DIRECTIONS
Will you recast the rows, from the line containing "the wooden hut" through the last line of the rows, as a JSON list of strings with one string per line and blank lines skipped?

RECORDS SHOWN
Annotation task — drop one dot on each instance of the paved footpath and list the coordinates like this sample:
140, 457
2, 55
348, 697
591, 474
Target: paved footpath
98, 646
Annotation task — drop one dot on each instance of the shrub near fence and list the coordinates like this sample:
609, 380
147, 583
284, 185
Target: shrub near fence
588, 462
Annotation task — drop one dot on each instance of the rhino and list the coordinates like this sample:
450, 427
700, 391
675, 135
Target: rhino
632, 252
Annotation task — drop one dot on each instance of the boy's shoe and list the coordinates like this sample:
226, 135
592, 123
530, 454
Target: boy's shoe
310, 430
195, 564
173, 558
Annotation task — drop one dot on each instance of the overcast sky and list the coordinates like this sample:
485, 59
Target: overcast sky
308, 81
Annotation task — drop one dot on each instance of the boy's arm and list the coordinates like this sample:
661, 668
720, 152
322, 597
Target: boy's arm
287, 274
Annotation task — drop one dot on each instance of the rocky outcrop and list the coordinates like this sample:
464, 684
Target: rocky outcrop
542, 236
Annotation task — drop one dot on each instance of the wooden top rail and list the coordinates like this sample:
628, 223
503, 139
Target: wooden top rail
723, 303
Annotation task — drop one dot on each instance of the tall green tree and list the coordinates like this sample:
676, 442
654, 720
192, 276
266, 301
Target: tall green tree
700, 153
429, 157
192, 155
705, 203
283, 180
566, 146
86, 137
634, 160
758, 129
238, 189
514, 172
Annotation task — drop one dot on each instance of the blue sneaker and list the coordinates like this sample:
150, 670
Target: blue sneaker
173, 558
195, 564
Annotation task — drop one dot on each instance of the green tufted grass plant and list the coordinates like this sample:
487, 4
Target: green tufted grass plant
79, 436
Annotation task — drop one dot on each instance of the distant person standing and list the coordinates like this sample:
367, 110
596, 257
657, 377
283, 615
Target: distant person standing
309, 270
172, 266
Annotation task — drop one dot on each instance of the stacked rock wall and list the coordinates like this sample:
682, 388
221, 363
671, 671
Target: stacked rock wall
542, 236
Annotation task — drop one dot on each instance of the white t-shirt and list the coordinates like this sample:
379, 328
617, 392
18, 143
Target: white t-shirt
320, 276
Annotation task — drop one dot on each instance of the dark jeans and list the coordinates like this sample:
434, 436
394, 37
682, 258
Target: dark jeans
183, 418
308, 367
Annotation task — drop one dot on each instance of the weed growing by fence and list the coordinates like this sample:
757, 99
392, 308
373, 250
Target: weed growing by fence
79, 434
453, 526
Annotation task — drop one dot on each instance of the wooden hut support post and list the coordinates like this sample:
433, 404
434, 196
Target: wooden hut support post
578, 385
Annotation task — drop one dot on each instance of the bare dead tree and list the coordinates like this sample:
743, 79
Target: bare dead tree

TASK OUTPUT
[
  "Annotation task — drop one dot on each instance of the wooden hut support post and list the coordinates like this sample:",
  "433, 404",
  "434, 196",
  "Target: wooden hut support post",
  "578, 385",
  "Annotation task — drop one dot on each instance of the bare dead tree and list the coordinates like this sample:",
  "743, 79",
  "Target: bare dead tree"
]